Sur le berceau du petit Jean, force est de consta­ter que nombre de divinités déjà se penchent. Certaines viennent de la forêt, dont un grand­-père est « maître », Les plus nombreuses ont l'eau pour demeure. Et d'autres savent naviguer entre les humains pour en tirer les plus grands avantages. On verra que si les deux premiers héritages, l'amitié des arbres et la complicité des ondes, ont été bien transmis, le talent de l'habi­leté sociale et de la courtisanerie a dû se perdre en chemin. Les gènes des La Fontaine, gens de la campagne, l'ont sans doute emporté sur ceux des très urbains Pidoux. Même si notre poète n'a jamais pu se passer des frénésies parisiennes.

Autrefois le Rat de ville

Invita le Rat des champs,

D'une façon fort civile, À

des reliefs d'ortolans.

Entre la ville et les champs, ce balancement sera celui de toute une vie.

Avançons.

Pour l'heure, 1623.

Molière est né l'année précédente.

Notre petit Jean vient de souffler ses deux bougies. Et si sa famille l'emmène le dimanche en promenade dans la campagne voisine, ses pre­miers pas trébuchent sur les pavés de Château-Thierry.

Honte sur moi, académicien donc cofabricant de dictionnaire, je n'ai appris que récemment le mot qui désigne l'habitant d'une ville : le gentilé. Comment appelle-t-on celui qui loge à Château-Thierry, ou, pour ce qui nous concerne : quel est le gentilé de Jean de La Fontaine ? Castelthéodoricien.

On imagine le rire du fabuliste ainsi lourdement affublé.

Fermes

Que reste-t-il des anciens paysages ?
_____
**CONSIGNES**
1. Reformulez sous forme de liste le paragraphe de l'extrait qui commence par « Honte sur moi », en gardant ses faits principaux.
2. Citez le passage de l'extrait compris entre « Sur le berceau » et « des reliefs d'ortolans. », ces deux bornes incluses.
3. Selon l'extrait, pourquoi le talent de l'habileté sociale et de la courtisanerie a-t-il dû se perdre en chemin ? Répondez en une à trois phrases.
_____
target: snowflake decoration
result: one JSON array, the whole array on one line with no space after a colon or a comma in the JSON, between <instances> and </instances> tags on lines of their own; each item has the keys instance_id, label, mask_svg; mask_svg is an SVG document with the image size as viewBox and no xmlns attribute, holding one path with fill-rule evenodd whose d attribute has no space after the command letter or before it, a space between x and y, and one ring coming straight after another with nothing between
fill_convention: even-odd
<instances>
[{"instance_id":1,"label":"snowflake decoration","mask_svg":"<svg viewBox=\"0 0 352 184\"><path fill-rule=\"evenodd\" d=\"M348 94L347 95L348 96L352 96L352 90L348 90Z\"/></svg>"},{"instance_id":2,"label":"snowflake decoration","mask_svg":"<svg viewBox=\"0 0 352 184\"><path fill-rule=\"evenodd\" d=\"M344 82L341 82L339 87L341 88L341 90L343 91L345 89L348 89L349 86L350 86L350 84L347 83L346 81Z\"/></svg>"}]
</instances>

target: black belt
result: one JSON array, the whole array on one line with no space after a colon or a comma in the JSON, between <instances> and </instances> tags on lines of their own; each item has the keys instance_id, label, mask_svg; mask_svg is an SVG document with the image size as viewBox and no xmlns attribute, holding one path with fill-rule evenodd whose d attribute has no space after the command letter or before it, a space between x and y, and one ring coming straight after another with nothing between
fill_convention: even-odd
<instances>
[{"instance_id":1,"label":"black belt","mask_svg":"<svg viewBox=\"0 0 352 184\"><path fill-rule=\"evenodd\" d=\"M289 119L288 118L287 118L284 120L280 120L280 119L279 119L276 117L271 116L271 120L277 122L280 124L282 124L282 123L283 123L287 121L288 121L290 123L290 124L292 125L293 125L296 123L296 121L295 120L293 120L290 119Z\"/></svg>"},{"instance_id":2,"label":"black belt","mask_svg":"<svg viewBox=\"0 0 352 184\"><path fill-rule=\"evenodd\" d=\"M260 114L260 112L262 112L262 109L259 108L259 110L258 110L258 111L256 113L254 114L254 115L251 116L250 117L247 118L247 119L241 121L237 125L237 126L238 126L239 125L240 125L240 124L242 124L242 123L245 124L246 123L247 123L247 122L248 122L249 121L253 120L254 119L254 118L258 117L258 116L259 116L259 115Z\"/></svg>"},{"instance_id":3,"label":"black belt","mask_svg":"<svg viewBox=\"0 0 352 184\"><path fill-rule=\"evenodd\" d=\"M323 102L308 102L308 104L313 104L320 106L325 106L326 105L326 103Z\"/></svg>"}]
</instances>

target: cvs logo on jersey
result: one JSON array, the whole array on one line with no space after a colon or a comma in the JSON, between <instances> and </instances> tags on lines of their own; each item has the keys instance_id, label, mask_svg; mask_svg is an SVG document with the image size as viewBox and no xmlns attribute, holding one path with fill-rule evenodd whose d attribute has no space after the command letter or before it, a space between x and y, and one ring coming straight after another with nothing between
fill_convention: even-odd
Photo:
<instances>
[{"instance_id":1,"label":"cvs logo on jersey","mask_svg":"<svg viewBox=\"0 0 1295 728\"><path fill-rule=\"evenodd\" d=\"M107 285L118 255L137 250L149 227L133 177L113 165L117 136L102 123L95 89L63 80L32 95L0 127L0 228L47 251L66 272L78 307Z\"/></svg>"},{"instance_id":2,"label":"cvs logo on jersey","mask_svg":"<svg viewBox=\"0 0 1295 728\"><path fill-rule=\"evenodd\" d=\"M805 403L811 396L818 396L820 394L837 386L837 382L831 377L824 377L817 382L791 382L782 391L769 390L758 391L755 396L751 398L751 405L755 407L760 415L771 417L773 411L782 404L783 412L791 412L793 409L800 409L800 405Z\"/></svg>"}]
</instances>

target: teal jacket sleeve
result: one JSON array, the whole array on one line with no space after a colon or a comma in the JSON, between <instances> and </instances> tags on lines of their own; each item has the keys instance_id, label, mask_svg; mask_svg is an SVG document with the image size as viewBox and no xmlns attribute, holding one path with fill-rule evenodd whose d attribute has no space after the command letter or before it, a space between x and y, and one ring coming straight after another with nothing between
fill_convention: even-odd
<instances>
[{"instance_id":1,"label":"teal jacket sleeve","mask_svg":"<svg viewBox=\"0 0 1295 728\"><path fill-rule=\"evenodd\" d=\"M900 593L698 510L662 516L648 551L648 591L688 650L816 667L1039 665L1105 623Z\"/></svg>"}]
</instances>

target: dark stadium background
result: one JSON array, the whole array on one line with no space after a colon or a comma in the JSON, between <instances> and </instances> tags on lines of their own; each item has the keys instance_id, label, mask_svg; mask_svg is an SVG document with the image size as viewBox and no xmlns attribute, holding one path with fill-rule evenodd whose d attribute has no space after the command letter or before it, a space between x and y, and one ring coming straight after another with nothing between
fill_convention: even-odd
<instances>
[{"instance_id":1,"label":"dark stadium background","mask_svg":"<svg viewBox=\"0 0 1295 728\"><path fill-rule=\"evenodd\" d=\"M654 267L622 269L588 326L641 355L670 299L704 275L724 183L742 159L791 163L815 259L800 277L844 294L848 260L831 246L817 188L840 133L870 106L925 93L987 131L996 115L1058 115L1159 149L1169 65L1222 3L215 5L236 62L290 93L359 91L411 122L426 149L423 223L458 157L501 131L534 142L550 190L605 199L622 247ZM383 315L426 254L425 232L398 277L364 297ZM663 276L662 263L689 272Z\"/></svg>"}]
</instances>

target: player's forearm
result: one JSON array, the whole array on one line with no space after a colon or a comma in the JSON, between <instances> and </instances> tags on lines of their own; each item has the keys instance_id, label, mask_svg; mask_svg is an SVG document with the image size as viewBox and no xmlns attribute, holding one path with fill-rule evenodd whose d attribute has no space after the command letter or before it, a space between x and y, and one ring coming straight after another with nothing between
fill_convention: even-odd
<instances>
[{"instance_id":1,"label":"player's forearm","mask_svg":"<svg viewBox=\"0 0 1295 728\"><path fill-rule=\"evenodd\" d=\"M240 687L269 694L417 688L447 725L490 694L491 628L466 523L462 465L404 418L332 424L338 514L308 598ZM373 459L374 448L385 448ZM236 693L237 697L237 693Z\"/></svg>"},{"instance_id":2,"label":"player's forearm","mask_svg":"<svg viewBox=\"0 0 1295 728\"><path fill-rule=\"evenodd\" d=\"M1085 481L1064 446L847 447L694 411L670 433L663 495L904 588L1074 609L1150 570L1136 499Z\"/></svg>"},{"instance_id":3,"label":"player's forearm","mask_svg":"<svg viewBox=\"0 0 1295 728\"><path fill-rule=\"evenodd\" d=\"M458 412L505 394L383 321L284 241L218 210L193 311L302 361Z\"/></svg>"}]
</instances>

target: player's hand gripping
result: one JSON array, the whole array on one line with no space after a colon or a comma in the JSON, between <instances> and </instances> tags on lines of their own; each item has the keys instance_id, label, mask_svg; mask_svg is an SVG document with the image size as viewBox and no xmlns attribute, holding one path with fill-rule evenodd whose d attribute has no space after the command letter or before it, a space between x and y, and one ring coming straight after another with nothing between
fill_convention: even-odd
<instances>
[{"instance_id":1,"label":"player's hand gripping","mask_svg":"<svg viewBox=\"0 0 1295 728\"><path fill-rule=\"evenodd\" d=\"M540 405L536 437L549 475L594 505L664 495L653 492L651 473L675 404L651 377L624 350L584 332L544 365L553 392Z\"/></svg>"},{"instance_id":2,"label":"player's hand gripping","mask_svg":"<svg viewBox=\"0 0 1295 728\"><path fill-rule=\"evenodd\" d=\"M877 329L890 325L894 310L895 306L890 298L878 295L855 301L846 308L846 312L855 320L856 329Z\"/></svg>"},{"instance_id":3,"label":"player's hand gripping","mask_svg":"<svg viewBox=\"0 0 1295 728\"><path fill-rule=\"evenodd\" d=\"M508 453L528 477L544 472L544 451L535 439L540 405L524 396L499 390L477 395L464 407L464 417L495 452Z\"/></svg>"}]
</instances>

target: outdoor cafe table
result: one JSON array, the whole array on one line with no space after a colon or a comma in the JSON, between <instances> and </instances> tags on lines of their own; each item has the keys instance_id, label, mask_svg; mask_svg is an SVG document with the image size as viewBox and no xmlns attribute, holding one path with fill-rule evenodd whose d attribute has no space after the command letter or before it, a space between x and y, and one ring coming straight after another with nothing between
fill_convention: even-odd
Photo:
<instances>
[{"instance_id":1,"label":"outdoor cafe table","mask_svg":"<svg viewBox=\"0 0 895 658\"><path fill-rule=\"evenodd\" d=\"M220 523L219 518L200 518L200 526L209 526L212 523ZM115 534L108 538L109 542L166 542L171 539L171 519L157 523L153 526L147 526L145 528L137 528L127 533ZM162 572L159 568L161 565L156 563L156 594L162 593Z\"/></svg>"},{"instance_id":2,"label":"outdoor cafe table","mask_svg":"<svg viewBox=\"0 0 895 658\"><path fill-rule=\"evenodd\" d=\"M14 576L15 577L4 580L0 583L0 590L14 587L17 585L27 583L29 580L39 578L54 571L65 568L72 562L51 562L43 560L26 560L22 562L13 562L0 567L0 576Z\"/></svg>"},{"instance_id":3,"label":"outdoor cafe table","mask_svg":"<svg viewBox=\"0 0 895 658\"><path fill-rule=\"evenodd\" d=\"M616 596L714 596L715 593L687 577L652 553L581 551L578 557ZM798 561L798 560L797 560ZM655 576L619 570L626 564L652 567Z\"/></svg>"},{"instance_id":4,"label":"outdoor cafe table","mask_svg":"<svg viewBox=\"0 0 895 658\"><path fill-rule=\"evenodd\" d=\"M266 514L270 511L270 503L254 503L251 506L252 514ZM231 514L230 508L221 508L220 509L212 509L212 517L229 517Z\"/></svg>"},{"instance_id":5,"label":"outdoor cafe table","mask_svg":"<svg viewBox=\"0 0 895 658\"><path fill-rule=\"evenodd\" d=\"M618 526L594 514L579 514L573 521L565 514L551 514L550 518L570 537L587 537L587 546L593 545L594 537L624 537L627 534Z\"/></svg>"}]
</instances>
_____
**RÉPONSES PAR CONSIGNE**
1.
- Bien qu'académicien et donc cofabricant de dictionnaire, l'auteur n'a appris que récemment le mot « gentilé ».
- Ce mot désigne l'habitant d'une ville.
- L'auteur se demande comment on appelle l'habitant de Château-Thierry, c'est-à-dire quel est le gentilé de Jean de La Fontaine.
- La réponse est « Castelthéodoricien ».

2.
Sur le berceau du petit Jean, force est de consta­ter que nombre de divinités déjà se penchent. Certaines viennent de la forêt, dont un grand­-père est « maître », Les plus nombreuses ont l'eau pour demeure. Et d'autres savent naviguer entre les humains pour en tirer les plus grands avantages. On verra que si les deux premiers héritages, l'amitié des arbres et la complicité des ondes, ont été bien transmis, le talent de l'habi­leté sociale et de la courtisanerie a dû se perdre en chemin. Les gènes des La Fontaine, gens de la campagne, l'ont sans doute emporté sur ceux des très urbains Pidoux. Même si notre poète n'a jamais pu se passer des frénésies parisiennes.

Autrefois le Rat de ville

Invita le Rat des champs,

D'une façon fort civile, À

des reliefs d'ortolans.

3. L'hérédité des La Fontaine, gens de la campagne, l'a sans doute emporté sur celle des très urbains Pidoux.